START Given information

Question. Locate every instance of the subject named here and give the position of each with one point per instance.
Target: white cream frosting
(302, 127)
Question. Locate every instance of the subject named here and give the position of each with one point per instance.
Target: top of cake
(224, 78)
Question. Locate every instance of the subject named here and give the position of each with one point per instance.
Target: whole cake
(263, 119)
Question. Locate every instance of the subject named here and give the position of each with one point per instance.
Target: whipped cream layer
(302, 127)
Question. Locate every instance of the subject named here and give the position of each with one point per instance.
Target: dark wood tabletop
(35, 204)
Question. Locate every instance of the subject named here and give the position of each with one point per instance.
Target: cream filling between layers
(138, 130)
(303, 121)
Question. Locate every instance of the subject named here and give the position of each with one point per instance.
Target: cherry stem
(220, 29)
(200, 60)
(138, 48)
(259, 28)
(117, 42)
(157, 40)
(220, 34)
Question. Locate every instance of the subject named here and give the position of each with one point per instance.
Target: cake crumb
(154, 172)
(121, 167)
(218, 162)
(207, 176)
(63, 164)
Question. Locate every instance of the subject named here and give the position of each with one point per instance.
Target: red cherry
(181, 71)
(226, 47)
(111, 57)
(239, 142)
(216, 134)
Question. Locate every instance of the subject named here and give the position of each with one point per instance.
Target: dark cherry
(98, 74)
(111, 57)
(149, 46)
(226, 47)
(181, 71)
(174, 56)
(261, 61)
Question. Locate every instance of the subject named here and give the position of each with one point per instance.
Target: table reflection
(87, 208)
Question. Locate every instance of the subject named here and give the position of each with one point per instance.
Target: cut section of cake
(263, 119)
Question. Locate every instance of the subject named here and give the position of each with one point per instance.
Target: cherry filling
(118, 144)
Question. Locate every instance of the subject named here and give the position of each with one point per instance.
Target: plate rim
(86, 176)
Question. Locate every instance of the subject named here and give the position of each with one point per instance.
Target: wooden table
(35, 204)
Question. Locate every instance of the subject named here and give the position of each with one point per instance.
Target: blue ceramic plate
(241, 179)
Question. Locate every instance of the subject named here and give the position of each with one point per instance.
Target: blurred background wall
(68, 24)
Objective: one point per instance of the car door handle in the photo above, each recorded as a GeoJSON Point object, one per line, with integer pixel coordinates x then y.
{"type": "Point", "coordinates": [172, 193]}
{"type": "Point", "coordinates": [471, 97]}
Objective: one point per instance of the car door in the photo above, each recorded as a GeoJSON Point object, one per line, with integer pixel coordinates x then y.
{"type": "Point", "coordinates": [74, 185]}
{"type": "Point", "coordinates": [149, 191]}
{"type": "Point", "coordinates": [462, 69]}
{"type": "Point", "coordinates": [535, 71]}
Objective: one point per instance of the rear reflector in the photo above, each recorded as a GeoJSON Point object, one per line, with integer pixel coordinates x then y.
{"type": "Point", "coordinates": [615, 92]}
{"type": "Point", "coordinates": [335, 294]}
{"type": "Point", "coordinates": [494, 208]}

END Given information

Exercise description: Every single line of the listing must be retyped exactly.

Task response:
Question. Locate every instance of the subject named here and give the position of each with one point per instance.
Target: white cream frosting
(302, 127)
Question. Locate every instance of the subject named here and give the position of each with one point per instance.
Target: top of cake
(224, 78)
Question. Locate every instance of the subject named here and give the position of each with one point per instance.
Target: whole cake
(263, 119)
Question. Locate every instance of the subject named here and give the position of each with one point per instance.
Target: whipped cream layer
(302, 127)
Question. Locate every instance of the subject named here and give the position of each with one point per instance.
Target: dark wood tabletop
(35, 204)
Question. Locate every instance of the subject named here and give the position of each with one point per instance.
Target: cream filling between layers
(138, 130)
(303, 121)
Question. Locate every instance of the subject named here and give the position of each with one point per instance.
Target: cherry stem
(220, 29)
(200, 60)
(138, 48)
(259, 28)
(117, 42)
(157, 40)
(220, 34)
Question. Locate every instance of the subject named here and give the position of each with one point per instance.
Target: cake crumb
(154, 172)
(121, 167)
(218, 162)
(207, 176)
(63, 164)
Question. Locate every instance of the subject named here and give the position of each with one point per instance.
Target: red cherry
(181, 71)
(226, 47)
(111, 57)
(239, 142)
(216, 134)
Question. Locate every instance of the subject named here and give the position of each with one point per instance.
Target: dark cherry
(98, 74)
(111, 57)
(149, 46)
(226, 47)
(181, 71)
(174, 56)
(261, 61)
Question. Locate every instance of the subject named here and give the position of each with one point per instance.
Target: table reflection
(87, 208)
Question. Locate every instance of the subject named here and give the position of each with one point per instance.
Target: cut section of cake
(263, 119)
Question. Locate every instance of the subject named here and give the position of each with one point per instance.
Target: cherry filling
(118, 144)
Question. Locate every instance of the subject named here and give the position of each with one point per instance.
Target: plate rim
(86, 176)
Question. Locate every instance of the subject named here and give the position of each with one point per instance.
Target: wooden table
(35, 204)
Question. Locate every instance of the subject named here and give the position of each with one point per instance.
Target: blue ceramic plate
(241, 179)
Question. Locate every instance of the subject named here and give the position of each with one point per instance.
Target: blurred background wall
(68, 24)
Objective: one point per instance of the car door handle in the photo above, each recorded as a GeoJSON Point object, one per line, with integer pixel coordinates x then y.
{"type": "Point", "coordinates": [172, 193]}
{"type": "Point", "coordinates": [471, 97]}
Objective: one point per instance of the car door in the photo above, each recorded as a GeoJSON Point object, one per line, with integer pixel coordinates x then y.
{"type": "Point", "coordinates": [74, 185]}
{"type": "Point", "coordinates": [149, 191]}
{"type": "Point", "coordinates": [462, 69]}
{"type": "Point", "coordinates": [535, 71]}
Objective: one point per instance of the rear reflector in the photo above, each recorded as a GeoJSON Point object, one per line, with integer pixel coordinates x then y.
{"type": "Point", "coordinates": [615, 92]}
{"type": "Point", "coordinates": [335, 294]}
{"type": "Point", "coordinates": [494, 208]}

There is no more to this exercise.